| Stated problem |
Copy every line of the records below verbatim, changing nothing.

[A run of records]
## BEGIN
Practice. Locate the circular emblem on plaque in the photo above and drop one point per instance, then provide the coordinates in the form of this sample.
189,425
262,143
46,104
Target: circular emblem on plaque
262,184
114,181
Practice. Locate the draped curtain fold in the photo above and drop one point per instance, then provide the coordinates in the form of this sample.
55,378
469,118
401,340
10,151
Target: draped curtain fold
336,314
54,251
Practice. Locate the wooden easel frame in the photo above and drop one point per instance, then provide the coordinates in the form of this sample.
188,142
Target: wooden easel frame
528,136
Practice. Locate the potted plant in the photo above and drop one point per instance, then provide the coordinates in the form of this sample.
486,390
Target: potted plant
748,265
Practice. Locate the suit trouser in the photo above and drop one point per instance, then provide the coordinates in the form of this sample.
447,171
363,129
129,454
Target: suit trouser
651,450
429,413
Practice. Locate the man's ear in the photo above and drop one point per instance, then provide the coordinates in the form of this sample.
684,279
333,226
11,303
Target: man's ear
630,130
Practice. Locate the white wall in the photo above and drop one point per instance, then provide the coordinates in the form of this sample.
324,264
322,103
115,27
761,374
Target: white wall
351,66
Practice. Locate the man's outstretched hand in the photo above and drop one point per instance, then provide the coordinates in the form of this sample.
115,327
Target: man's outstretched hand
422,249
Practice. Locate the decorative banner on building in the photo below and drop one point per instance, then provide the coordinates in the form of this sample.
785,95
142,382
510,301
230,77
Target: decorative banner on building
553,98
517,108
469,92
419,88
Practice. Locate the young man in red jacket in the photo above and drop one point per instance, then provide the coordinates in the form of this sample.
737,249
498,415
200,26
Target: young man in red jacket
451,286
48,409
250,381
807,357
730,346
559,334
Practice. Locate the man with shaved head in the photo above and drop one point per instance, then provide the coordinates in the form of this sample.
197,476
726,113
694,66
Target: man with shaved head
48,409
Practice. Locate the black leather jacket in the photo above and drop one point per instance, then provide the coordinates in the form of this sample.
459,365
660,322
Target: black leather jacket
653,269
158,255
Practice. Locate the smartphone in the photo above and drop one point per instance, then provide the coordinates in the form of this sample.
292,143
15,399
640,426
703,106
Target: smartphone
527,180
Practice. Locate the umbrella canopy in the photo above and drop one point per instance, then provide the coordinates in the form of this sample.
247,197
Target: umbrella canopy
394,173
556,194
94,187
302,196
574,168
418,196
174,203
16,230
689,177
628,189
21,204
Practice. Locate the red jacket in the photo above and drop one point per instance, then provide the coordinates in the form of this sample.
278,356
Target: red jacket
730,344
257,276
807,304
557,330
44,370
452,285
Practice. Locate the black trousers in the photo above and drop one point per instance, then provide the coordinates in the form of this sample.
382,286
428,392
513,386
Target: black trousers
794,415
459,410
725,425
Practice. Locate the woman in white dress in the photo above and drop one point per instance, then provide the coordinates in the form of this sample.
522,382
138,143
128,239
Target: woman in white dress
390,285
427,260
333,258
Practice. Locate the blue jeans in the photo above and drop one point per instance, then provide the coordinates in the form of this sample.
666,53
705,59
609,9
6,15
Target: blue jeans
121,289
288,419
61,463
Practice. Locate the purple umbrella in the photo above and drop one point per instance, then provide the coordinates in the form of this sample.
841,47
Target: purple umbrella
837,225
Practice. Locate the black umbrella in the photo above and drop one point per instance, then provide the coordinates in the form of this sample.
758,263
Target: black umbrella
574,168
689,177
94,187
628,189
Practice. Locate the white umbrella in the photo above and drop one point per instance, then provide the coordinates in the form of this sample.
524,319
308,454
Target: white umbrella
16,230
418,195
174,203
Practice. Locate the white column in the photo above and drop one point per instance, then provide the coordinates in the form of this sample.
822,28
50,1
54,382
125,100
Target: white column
## END
| Output |
Practice. Locate the circular emblem on plaque in the photo above and drop one point per instance, then provide the coordinates in the form of this sample.
189,425
262,143
46,104
Target: circular emblem on plaque
262,184
114,181
Practice. Locate the draped curtain fold in the photo above and drop one point per instance, then provide the coordinates in the form of this sample.
55,378
469,118
401,340
10,151
Target: draped curtain fold
336,314
54,251
Practice. Locate the wooden easel frame in the photo above and drop one point per instance, then provide the coordinates in the form of this sample.
188,142
Target: wooden easel frame
528,136
Practice. Locate the potted plant in the photo above and drop one point per instance, then provide the coordinates in the form of this sample.
486,390
Target: potted plant
748,265
Practice. Locate the suit trouser in the photo above and drop one point per instance, then provide the coordinates in the form of this sample.
447,171
363,129
129,454
Target: suit trouser
651,450
429,413
Practice. Locate the man's ear in the photo above and drop one point per instance, then provide the coordinates in the form of this sample.
684,279
333,226
11,303
Target: man's ear
630,130
Practice. Locate the white wall in the photo above and drop one point per instance, then provide the coordinates in the form of this sample.
324,264
322,103
115,27
761,374
Target: white wall
351,66
Practice. Locate the man's outstretched hand in the photo above and drop one point per instance, then provide the coordinates in the form of this sample.
115,327
Target: man's outstretched hand
422,249
Practice. Locate the decorative banner on building in the photo below and drop one point per instance, then provide the coordinates in the form of this sample.
785,95
142,382
510,301
230,77
Target: decorative banner on building
553,98
517,108
469,92
419,88
Practice. Locate the young man in red jacket in the photo above and drop one point per instance, then provide the coordinates in the form of this sample.
737,249
498,415
200,26
Target: young man in red jacket
451,286
48,409
250,381
807,357
730,346
559,334
Practice. Locate the man with shaved head in the photo above and drop one point per instance, then provide the coordinates in the form of this sample.
197,476
726,113
694,66
Target: man with shaved head
48,409
Practice. Locate the black leather jacket in the photo above and drop one point per instance, then provide the coordinates in the form of this sample.
459,365
660,322
Target: black leather jacket
653,269
158,255
Practice. Locate the smartphone in the photo above and drop one point per instance, then provide the coordinates in the form of this sample.
292,143
15,399
640,426
703,106
Target: smartphone
527,180
Practice. Locate the umbrella canopy in the photo above and drop one point per instance, then provide the coordinates in the form of this sample.
247,197
Target: umbrella canopy
394,173
556,194
94,187
302,196
574,168
418,196
174,203
16,230
689,177
628,189
21,204
Practice. Locate the red jacket in the photo above and drop one point per instance, then provide the coordinates in the form of this sample.
278,356
Target: red jacket
730,344
257,276
807,304
557,330
44,370
452,285
Practice. Locate the black trousers in the photo above and drop one point per instance, then provide the coordinates in the form of this sample.
382,286
428,392
513,386
Target: black trousers
794,415
459,410
725,425
Practice. Locate the woman in white dress in the photo above and drop one point per instance, then provide the coordinates in the form of this sample.
522,382
138,143
128,239
Target: woman in white dress
390,285
427,260
333,258
Practice. Locate the blue jeans in the photo above and drop one point per instance, then provide the coordinates in the form of this sample.
666,53
705,59
609,9
6,15
Target: blue jeans
121,289
288,419
61,463
Practice. Locate the purple umbrella in the photo above and drop one point per instance, then provide the coordinates in the form of this sample.
841,47
Target: purple umbrella
837,225
Practice. Locate the black umbrella in the photo above and drop one point per instance, then provide the coordinates in the form of this sample.
758,263
Target: black umbrella
574,168
689,177
94,187
628,189
Practice. Locate the white umbrella in the photo above and drop one point per instance, then provide the coordinates in the form of this sample.
524,319
308,454
Target: white umbrella
16,230
418,195
174,203
Practice. Locate the white column in the photo above and drop one point per instance, then provide the coordinates in the form of this sample.
822,28
50,1
54,382
125,100
Target: white column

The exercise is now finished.